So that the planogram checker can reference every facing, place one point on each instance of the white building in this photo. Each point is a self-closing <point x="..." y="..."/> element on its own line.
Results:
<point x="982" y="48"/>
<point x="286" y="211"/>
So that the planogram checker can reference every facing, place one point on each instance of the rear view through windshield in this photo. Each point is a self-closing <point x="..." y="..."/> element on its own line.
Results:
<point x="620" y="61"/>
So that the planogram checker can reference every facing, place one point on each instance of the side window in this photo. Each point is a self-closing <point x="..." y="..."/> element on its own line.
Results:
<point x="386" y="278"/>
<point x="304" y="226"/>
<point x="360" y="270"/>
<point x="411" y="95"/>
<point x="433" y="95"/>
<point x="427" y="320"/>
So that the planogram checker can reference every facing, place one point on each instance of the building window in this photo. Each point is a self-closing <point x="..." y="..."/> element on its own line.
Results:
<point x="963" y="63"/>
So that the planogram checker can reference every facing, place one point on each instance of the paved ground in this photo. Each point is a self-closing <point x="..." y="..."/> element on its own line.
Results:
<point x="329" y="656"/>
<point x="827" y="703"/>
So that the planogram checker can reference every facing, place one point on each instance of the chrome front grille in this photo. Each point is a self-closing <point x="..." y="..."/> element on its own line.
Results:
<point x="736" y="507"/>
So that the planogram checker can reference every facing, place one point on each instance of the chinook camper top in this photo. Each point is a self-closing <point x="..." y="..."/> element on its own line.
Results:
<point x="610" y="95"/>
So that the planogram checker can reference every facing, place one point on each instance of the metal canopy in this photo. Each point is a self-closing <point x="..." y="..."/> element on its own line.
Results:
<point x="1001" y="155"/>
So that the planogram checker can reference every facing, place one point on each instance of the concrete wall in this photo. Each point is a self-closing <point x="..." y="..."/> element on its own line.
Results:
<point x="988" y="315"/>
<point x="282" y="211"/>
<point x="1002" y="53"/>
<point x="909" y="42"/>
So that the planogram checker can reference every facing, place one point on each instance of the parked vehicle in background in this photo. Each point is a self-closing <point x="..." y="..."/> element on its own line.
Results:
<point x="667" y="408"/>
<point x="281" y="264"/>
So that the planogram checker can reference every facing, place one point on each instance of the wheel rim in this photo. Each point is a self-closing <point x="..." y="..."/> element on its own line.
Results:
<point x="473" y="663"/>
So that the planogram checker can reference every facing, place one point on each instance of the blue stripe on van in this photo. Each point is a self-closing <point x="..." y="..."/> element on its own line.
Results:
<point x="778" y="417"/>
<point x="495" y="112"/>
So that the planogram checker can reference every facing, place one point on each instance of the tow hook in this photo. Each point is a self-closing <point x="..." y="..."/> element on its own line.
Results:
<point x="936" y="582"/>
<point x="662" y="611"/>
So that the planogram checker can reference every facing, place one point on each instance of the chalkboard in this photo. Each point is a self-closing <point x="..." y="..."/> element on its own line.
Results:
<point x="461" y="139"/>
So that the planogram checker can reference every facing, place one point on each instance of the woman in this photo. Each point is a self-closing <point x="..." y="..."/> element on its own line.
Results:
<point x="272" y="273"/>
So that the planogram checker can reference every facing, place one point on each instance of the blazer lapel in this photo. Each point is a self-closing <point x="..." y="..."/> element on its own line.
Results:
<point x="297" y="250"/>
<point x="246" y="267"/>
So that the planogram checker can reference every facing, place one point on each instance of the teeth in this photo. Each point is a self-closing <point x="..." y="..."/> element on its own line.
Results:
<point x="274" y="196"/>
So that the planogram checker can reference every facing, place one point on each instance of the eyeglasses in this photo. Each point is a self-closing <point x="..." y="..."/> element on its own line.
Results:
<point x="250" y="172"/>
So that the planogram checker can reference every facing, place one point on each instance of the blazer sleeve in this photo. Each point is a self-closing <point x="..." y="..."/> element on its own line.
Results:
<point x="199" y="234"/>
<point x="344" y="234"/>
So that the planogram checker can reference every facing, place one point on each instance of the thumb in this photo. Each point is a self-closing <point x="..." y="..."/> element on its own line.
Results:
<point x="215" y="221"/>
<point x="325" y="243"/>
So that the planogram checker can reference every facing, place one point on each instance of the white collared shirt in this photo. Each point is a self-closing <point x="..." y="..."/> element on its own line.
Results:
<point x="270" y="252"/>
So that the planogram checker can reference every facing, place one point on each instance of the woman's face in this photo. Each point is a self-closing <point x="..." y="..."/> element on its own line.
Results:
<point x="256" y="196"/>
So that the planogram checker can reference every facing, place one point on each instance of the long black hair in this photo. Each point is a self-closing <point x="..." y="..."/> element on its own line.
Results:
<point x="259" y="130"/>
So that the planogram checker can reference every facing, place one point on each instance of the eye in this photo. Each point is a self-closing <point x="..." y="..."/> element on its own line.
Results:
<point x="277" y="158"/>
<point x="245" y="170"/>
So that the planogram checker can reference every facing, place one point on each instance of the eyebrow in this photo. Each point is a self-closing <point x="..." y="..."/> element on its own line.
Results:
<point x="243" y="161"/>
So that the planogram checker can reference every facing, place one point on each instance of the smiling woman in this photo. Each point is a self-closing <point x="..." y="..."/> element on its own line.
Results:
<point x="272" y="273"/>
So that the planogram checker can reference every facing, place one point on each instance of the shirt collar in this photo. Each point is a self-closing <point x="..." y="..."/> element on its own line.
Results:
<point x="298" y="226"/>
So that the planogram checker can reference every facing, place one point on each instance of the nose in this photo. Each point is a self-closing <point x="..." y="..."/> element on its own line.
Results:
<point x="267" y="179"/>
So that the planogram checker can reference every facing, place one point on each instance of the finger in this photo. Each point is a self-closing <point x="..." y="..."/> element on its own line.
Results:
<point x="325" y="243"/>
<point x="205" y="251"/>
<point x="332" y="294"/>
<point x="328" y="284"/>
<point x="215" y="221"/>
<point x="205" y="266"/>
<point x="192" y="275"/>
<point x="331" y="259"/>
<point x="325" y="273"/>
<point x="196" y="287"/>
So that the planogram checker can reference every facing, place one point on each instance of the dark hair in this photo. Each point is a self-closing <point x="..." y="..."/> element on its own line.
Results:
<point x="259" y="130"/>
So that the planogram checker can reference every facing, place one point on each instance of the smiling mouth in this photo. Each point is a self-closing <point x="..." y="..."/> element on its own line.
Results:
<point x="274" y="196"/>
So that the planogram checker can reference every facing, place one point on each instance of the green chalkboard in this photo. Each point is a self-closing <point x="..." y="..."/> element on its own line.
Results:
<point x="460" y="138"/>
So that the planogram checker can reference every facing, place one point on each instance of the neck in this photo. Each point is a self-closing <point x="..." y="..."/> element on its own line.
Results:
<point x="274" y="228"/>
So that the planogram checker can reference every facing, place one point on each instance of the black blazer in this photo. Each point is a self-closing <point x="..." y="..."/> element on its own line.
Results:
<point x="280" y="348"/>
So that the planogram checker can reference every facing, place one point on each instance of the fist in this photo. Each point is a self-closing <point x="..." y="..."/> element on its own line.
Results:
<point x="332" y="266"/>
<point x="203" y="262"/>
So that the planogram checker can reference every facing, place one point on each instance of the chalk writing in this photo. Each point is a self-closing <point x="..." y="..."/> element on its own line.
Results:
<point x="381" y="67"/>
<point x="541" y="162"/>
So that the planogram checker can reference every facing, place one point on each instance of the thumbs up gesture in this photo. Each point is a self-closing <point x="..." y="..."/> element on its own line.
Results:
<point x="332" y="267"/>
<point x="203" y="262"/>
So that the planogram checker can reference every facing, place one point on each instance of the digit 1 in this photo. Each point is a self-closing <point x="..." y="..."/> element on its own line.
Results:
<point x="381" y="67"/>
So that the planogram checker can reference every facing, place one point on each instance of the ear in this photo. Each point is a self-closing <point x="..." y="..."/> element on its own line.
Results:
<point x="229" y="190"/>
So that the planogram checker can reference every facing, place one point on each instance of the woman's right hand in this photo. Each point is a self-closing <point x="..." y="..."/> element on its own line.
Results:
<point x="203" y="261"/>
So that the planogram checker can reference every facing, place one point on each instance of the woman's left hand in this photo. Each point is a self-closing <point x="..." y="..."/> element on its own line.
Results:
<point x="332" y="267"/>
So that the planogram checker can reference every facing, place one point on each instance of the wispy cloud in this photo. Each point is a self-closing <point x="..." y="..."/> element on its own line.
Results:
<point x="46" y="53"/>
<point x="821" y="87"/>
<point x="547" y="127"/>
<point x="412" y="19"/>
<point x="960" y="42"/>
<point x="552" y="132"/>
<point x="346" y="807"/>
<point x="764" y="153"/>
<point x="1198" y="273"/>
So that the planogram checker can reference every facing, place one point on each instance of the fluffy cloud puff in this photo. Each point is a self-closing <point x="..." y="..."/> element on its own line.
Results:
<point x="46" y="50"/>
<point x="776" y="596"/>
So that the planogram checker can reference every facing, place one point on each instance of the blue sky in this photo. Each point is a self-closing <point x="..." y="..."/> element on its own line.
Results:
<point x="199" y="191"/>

....

Nothing but the lines from the one with "of the thumbs" through the end of the data above should be repeated, each exactly as it stands.

* PROBLEM SOLUTION:
So that the planogram checker can reference every facing, place one point on each instance of the thumbs up gesture in this photo. Each point is a self-closing <point x="..." y="..."/> element on its own line.
Results:
<point x="332" y="267"/>
<point x="203" y="262"/>
So that the planogram checker can reference every facing, place one point on each instance of the digit 1 in this photo. Each point is a self-closing <point x="..." y="..."/> element on its own line.
Results:
<point x="381" y="67"/>
So that the planogram checker can reference every facing, place one point on each instance of the ear in this photo. Each point is a self-closing <point x="..." y="..."/> element on its own line.
Results:
<point x="229" y="190"/>
So that the planogram checker can reference every facing, place one point on each instance of the woman's right hand in this photo. Each point is a self-closing <point x="..." y="..."/> element on its own line.
Results:
<point x="203" y="261"/>
So that the planogram checker can reference every facing, place one point on each instance of the woman's left hand in this photo. Each point is a self-closing <point x="..." y="..."/> element on its own line.
Results:
<point x="332" y="267"/>
So that the planogram checker can reference every facing, place one point on each instance of the wispy cloud in this photo. Each point is a self-closing <point x="..." y="..."/> element on its own line.
Results:
<point x="46" y="53"/>
<point x="821" y="87"/>
<point x="547" y="127"/>
<point x="412" y="19"/>
<point x="960" y="42"/>
<point x="552" y="132"/>
<point x="346" y="807"/>
<point x="764" y="153"/>
<point x="1198" y="273"/>
So that the planogram checker can reference every facing, place one point on each instance of the fluffy cloud puff in this photo. Each point is a self-closing <point x="..." y="..."/> element on its own line.
Results:
<point x="46" y="50"/>
<point x="776" y="596"/>
So that the planogram checker can reference every facing, place one point on each instance of the blue sky in this photo. Each point is a self-closing <point x="..." y="..."/> element on its own line.
Results:
<point x="199" y="191"/>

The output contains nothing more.